++++ INPUT ++++

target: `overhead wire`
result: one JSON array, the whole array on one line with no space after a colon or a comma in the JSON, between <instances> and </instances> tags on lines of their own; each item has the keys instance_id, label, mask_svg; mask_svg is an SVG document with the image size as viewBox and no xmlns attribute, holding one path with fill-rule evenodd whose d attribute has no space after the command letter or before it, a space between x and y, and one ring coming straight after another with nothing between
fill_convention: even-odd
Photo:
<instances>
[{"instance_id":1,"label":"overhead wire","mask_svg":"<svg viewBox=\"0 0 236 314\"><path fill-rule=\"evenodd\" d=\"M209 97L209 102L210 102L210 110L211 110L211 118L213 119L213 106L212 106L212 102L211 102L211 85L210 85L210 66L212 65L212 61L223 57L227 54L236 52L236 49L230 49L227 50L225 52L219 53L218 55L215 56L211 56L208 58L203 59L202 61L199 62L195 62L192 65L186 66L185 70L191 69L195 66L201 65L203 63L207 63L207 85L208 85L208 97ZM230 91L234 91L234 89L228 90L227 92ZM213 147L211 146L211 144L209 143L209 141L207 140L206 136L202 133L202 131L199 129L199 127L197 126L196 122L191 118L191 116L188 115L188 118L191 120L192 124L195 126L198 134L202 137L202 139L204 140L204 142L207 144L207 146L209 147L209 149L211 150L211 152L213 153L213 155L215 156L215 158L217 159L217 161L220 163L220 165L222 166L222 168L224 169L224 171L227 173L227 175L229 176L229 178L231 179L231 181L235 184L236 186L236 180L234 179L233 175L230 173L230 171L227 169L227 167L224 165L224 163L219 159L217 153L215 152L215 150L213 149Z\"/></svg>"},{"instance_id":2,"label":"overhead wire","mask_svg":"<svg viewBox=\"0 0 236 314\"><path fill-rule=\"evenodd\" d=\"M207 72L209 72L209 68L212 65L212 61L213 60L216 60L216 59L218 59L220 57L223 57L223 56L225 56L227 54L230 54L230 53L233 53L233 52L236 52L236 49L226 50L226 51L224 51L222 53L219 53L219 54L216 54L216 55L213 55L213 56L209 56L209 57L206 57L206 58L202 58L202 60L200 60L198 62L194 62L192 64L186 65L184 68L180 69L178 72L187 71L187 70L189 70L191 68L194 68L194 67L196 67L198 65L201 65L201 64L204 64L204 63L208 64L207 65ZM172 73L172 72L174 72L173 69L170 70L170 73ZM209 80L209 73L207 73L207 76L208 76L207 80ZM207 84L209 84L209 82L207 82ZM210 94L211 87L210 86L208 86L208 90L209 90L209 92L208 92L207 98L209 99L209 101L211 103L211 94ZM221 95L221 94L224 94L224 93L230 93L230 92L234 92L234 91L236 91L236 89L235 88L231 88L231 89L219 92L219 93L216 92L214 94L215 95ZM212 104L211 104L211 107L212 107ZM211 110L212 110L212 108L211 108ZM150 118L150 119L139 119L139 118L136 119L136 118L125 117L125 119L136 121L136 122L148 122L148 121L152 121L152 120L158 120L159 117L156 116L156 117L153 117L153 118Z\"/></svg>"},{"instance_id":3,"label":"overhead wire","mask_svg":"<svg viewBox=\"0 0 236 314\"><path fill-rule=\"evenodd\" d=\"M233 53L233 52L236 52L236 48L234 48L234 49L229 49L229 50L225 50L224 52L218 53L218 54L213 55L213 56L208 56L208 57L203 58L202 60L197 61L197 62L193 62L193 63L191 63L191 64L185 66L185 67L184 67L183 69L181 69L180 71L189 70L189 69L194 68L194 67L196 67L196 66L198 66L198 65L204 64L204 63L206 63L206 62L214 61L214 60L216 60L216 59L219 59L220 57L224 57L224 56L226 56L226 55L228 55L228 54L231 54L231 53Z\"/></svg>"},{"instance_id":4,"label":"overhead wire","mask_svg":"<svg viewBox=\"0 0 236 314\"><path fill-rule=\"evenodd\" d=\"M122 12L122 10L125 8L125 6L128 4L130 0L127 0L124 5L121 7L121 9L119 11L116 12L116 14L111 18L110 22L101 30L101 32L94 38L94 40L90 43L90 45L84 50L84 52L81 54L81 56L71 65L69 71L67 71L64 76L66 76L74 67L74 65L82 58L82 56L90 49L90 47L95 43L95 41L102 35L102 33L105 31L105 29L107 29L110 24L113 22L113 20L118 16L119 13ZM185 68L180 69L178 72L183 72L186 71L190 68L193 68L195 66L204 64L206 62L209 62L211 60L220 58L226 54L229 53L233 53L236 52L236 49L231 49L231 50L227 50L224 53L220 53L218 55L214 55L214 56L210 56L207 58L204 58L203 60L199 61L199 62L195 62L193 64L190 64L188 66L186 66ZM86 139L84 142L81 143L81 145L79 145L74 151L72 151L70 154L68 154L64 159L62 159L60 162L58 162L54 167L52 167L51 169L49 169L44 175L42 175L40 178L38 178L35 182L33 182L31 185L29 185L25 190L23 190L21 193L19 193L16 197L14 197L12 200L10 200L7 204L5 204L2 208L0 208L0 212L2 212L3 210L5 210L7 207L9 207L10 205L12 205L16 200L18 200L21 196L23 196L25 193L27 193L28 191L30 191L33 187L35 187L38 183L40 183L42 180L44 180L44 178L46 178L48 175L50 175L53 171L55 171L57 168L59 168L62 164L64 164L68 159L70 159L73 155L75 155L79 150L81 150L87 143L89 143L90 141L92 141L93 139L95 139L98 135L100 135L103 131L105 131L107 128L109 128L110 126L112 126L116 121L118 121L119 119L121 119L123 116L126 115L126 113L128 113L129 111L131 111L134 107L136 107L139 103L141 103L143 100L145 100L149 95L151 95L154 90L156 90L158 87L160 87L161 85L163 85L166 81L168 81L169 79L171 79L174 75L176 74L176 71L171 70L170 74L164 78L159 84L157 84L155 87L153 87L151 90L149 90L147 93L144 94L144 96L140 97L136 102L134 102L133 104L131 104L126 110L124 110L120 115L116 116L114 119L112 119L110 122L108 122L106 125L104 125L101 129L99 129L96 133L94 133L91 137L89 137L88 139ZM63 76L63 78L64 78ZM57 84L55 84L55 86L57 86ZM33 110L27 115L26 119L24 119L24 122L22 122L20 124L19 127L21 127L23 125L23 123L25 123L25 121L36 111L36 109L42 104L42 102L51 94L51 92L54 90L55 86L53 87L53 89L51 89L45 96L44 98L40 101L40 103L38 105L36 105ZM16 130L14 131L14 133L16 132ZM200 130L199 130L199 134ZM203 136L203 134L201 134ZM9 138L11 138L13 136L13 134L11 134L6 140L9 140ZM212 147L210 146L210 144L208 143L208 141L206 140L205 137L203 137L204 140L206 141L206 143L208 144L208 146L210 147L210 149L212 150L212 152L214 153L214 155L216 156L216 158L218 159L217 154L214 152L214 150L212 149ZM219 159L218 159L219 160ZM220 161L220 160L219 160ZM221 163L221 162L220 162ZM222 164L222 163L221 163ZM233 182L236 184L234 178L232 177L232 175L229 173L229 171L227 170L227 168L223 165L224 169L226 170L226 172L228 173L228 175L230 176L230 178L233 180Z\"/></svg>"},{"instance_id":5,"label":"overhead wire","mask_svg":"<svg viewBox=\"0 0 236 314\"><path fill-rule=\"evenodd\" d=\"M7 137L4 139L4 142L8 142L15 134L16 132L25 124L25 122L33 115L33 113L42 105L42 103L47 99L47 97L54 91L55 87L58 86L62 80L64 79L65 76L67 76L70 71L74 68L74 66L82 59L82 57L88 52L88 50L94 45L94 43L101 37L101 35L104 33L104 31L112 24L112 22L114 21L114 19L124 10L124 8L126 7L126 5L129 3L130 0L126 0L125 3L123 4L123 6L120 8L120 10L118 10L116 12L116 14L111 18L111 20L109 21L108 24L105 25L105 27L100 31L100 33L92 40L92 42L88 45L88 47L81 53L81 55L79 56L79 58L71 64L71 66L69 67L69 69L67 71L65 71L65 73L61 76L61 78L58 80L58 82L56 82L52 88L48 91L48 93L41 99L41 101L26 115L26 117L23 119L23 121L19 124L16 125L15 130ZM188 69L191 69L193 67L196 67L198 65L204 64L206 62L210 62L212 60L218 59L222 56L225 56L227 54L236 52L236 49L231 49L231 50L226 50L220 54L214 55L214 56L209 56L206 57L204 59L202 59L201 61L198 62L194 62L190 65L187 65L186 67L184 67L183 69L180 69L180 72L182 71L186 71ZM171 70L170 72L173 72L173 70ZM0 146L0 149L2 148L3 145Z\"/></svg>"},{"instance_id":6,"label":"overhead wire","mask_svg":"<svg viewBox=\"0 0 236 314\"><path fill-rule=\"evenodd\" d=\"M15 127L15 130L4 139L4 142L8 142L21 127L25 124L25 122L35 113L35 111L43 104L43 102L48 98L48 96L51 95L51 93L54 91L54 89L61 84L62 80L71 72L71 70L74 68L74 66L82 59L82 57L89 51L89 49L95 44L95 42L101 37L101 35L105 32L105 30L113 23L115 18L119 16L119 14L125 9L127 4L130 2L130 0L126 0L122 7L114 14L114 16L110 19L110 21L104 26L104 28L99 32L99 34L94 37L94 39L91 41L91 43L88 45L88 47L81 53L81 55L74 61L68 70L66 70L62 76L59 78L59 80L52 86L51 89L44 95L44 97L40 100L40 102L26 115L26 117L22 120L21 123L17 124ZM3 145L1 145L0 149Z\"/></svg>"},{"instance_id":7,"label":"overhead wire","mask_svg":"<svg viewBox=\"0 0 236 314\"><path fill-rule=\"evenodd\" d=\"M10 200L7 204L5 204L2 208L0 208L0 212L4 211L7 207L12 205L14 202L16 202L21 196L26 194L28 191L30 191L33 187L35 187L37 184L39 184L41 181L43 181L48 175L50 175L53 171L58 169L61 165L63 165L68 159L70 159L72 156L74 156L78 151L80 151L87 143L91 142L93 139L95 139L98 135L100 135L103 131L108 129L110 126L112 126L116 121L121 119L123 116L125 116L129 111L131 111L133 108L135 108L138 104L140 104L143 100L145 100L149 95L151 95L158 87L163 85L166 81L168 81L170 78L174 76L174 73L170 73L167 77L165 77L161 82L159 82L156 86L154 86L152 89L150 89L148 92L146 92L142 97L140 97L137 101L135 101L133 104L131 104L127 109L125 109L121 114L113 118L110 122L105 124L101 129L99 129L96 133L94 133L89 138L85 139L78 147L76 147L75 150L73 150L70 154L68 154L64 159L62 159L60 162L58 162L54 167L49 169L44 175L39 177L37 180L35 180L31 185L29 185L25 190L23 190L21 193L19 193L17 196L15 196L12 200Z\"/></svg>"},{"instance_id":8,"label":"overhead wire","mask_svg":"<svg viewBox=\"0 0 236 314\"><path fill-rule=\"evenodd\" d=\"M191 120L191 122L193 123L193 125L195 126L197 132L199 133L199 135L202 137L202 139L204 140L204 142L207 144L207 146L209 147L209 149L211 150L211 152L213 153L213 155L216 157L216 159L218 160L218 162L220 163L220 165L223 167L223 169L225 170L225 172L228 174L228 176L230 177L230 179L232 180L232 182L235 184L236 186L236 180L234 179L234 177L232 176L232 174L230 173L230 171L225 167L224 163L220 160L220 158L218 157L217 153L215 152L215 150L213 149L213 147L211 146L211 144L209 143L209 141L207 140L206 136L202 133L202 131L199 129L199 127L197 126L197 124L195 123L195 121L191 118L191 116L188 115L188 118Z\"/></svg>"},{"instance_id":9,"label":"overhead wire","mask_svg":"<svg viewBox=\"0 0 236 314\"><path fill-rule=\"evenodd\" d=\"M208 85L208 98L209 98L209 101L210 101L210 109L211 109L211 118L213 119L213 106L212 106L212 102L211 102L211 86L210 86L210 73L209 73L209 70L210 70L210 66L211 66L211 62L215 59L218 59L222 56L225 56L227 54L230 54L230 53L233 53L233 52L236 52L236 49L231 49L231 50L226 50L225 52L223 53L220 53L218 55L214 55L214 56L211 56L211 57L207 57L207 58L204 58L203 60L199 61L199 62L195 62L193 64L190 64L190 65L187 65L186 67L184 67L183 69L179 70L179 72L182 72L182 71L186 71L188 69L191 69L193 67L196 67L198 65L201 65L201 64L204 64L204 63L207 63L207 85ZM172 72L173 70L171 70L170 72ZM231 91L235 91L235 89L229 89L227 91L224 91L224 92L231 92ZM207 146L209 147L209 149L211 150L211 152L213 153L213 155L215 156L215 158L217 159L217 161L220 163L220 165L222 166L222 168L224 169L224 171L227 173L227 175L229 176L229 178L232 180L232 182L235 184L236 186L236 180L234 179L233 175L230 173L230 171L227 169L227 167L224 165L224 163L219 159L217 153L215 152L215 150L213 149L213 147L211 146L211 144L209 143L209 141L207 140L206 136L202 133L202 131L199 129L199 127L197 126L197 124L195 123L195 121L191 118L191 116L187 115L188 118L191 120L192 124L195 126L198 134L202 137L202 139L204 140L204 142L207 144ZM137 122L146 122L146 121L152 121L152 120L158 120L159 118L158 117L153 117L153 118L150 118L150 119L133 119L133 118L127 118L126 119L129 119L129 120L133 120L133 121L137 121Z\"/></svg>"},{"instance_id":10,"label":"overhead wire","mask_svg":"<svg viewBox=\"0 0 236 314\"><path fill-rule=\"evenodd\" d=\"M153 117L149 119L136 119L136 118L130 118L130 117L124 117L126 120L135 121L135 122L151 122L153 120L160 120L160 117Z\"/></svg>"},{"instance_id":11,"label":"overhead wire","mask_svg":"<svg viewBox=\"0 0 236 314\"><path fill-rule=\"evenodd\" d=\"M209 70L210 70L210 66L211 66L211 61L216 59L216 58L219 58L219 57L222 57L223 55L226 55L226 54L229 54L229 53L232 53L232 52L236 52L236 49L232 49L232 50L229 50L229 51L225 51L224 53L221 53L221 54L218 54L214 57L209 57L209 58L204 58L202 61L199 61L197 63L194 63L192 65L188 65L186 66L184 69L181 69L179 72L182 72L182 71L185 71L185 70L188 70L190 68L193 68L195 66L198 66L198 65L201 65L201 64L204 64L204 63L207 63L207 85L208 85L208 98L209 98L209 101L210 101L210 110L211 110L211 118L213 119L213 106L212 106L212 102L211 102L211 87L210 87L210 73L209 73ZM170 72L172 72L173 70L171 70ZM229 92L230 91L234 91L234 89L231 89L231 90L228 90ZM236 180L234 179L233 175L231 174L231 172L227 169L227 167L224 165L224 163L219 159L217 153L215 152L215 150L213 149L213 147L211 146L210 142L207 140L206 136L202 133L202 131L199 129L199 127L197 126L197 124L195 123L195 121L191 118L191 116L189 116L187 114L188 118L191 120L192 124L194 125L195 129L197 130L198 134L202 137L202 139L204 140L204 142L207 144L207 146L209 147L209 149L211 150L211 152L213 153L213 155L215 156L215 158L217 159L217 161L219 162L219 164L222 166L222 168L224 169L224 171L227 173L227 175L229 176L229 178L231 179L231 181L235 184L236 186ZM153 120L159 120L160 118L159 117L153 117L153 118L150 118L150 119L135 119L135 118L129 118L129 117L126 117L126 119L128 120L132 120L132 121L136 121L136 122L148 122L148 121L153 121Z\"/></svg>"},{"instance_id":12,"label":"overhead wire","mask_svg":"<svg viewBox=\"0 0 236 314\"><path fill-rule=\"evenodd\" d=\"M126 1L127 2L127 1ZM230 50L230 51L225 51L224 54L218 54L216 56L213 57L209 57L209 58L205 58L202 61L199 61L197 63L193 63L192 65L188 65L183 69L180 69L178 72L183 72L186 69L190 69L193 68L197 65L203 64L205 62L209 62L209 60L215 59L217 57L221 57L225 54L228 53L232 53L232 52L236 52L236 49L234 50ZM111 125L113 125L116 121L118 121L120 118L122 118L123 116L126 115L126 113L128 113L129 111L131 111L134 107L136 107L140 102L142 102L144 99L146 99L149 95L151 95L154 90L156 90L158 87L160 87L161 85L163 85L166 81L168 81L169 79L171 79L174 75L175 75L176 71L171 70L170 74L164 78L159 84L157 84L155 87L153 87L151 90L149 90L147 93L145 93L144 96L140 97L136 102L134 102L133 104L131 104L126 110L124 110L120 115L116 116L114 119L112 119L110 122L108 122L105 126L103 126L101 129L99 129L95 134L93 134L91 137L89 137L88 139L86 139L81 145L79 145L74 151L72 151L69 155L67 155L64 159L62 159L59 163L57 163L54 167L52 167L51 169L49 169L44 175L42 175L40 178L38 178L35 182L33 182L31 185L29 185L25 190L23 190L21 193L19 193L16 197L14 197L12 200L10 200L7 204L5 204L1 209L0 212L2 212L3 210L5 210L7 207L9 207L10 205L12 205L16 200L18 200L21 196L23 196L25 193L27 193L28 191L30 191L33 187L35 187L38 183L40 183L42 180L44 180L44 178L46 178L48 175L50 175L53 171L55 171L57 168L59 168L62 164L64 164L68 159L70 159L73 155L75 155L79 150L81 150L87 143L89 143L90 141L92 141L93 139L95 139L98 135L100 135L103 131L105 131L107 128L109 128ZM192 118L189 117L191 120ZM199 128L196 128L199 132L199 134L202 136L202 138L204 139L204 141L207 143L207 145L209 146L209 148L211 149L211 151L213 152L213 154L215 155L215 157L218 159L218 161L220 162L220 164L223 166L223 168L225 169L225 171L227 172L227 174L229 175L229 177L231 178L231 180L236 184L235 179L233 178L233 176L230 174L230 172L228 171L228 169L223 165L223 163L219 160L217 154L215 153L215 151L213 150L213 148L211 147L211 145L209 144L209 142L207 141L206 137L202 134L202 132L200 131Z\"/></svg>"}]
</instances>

++++

## [WHAT IS NEEDED]
Nothing but the lines from the start of the data above through the line with "fill_convention: even-odd" should appear in your answer, copied exactly.

## [ANSWER TO THIS TASK]
target: `overhead wire`
result: one JSON array, the whole array on one line with no space after a colon or a comma in the JSON, between <instances> and </instances> tags on lines of their own; each item has the keys instance_id, label, mask_svg; mask_svg is an SVG document with the image size as viewBox and no xmlns attribute, holding one path with fill-rule evenodd whose d attribute has no space after the command letter or before it, a space between x and y, and one ring coming straight after another with nothing between
fill_convention: even-odd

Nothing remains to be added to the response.